„Dass Jürgen Draeger schon mit 19 Jahren, menschlich wie künstlerisch, den erfolgreichen Textdichter Bruno Balz nachhaltig beeindruckte, wundert mich nicht: Der Schauspieler, Maler und Kultur-Chronist Jürgen Draeger zählt zu den vielseitigsten Künstlerpersönlichkeiten, die mir je begegnet sind. Mitunter höre und sehe ich Jahre nichts von ihm. Lebt jedoch der Kontakt wieder auf, so kann ich davon ausgehen, dass er einmal mehr Überraschendes für mich in petto haben wird, denn diesem Mann gehen Ideen, weitreichende Pläne und künstlerische Inspirationen nie aus!“ schrieb ich 2018 in einem Beitrag über meinen langjährigen Zeitzeugen Jürgen Draeger.
*Nachtrag vom 27. Juni 2022: Leider hat sich inzwischen erwiesen, dass der Ideenreichtum Jürgen Draeger reichlich Schattenseiten barg (s. nachstehender Blog-Link sowie das Textende), weshalb vorliegendes Portrait insbesondere bezüglich seiner Angaben zu Bruno Balz korrigiert werden mussten.
Die veruntreute Vita des schwulen Textdichters Bruno Balz – „Kann denn Liebe Sünde sein?“: Mein Bühnenportrait zu den Schilderungen von Balz-Intimus Jürgen Draeger erweist sich als pseudo-biografisches Narrativ zwischen Halbwahrheiten, Lügen und Legenden!

### Angezeigte Daten
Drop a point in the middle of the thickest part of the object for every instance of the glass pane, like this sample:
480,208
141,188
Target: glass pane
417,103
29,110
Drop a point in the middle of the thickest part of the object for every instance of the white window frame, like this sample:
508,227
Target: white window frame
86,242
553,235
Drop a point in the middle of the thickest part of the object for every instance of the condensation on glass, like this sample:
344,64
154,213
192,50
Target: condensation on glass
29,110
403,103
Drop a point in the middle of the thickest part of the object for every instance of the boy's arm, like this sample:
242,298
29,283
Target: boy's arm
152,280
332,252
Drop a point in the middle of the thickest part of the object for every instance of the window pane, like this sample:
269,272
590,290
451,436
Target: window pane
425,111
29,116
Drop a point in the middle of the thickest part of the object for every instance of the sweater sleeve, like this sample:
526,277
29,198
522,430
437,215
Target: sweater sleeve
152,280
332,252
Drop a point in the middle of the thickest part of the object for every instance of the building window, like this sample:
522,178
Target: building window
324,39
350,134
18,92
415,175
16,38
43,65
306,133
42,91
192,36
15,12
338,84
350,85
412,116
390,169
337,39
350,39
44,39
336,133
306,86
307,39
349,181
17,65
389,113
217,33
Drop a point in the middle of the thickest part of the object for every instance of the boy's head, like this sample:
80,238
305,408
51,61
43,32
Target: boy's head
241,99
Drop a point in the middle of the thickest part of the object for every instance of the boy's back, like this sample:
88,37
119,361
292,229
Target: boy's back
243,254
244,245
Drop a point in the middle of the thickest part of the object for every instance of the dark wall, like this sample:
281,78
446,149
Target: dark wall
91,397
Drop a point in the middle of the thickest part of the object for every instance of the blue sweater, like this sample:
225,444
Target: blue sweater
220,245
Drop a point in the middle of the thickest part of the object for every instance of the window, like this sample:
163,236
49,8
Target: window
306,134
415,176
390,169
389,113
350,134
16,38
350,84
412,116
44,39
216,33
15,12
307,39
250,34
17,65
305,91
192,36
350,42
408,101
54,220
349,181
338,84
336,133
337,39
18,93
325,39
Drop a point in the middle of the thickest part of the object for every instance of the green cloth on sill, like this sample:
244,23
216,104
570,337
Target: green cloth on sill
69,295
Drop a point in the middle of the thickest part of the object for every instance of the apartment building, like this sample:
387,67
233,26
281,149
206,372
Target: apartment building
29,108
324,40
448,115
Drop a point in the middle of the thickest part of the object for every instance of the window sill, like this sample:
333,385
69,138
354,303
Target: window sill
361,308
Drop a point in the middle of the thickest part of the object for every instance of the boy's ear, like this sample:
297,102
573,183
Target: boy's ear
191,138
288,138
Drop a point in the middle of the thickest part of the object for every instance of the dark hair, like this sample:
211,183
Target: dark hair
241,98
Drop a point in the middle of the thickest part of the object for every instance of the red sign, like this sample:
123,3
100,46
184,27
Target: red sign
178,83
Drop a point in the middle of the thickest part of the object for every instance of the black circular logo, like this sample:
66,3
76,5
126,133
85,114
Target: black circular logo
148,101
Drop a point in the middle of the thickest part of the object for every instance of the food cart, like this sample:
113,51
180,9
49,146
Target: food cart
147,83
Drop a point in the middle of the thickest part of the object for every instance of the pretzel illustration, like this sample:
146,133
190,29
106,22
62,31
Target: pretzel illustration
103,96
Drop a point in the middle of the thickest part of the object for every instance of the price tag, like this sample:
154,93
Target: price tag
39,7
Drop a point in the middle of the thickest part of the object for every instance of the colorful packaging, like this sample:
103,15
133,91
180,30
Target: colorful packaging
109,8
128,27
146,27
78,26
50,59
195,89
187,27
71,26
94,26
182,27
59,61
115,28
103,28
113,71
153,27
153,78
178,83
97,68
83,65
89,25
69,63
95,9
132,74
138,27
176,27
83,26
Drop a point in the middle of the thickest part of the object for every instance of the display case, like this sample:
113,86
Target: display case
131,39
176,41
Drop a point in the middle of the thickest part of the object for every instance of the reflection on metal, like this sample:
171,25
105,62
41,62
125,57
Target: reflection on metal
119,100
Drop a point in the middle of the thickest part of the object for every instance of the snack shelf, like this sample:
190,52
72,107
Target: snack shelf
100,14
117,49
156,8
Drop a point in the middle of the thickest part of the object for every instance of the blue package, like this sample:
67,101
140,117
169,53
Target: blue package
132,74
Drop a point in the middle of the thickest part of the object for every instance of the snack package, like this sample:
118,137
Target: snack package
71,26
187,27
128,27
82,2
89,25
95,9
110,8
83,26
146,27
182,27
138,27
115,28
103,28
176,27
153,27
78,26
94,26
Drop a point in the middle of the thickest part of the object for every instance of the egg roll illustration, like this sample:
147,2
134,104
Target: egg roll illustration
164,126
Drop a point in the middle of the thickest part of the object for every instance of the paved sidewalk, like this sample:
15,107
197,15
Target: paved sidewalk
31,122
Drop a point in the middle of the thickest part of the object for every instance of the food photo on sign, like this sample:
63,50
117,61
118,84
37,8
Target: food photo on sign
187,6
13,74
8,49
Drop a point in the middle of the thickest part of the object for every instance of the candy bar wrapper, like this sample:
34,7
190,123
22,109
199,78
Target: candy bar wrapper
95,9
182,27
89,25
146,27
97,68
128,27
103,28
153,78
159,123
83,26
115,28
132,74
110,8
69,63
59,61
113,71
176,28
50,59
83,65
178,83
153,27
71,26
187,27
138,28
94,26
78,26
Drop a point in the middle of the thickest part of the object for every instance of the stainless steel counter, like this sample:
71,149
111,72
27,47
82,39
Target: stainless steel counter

### Aufgabe
Wie lautet der Abschnitt des Textes über Jürgen Draeger, der mit den Worten „Die veruntreute Vita“ beginnt und mit „Lügen und Legenden!“ endet, wenn du darin „Narrativ“ in „Konstrukt“ änderst?

### Erwartete Ausgabe
Die veruntreute Vita des schwulen Textdichters Bruno Balz – „Kann denn Liebe Sünde sein?“: Mein Bühnenportrait zu den Schilderungen von Balz-Intimus Jürgen Draeger erweist sich als pseudo-biografisches Konstrukt zwischen Halbwahrheiten, Lügen und Legenden!